=== Document section ===
Email Identity Theft
If you're in business, your email address is going to be forged. Perhaps for phishing, but more likely by spammers. What can you do? (An updated version of one our most popular articles)
Quite often we receive a number of bounce messages indicating that
a spammer has been forging one of our email addresses in
the "From:" field of outgoing email. Worse still, a client of ours
had his website shutdown by his hosting provider because somebody forged email
which appeared to be coming from one of his accounts.
Spammers use forged email addresses because they do not want to
receive complaints (or complaints to their ISP). They just want your money.
Unfortunately email forgery is simple and commonplace.
Email viruses and worms also forge email addresses. Generally an
address is chosen from the infected machine's address book and used as the "From" address
for outgoing email. Doing so has two advantages: (1) it makes it more difficult to determine
the real source of the virus (it's someone who has both your email and that of the forged
sender in their address book); (2) by posing as a trusted contact it is more likely that
the email recipient will open an attachment and thus propagate the virus. Addresses have also
been chosen using search engines, and by examining the DNS whois database.
===
Exercise set |
1/ In the email identity theft article, where do email viruses and worms generally pick the address that they use as the "From" address?
2/ Print everything in the email identity theft article from "Quite often we" down to "of his accounts.".
=== Recorded data ===
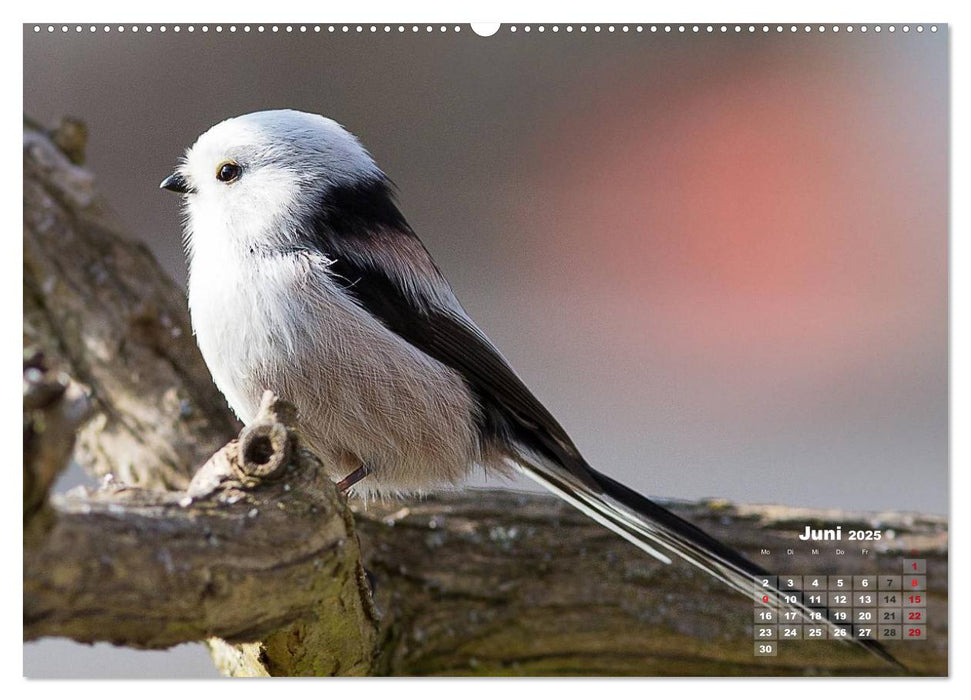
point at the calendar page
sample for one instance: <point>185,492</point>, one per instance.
===
Answers for this exercise |
1/ From the infected machine's address book.

2/
Quite often we receive a number of bounce messages indicating that
a spammer has been forging one of our email addresses in
the "From:" field of outgoing email. Worse still, a client of ours
had his website shutdown by his hosting provider because somebody forged email
which appeared to be coming from one of his accounts.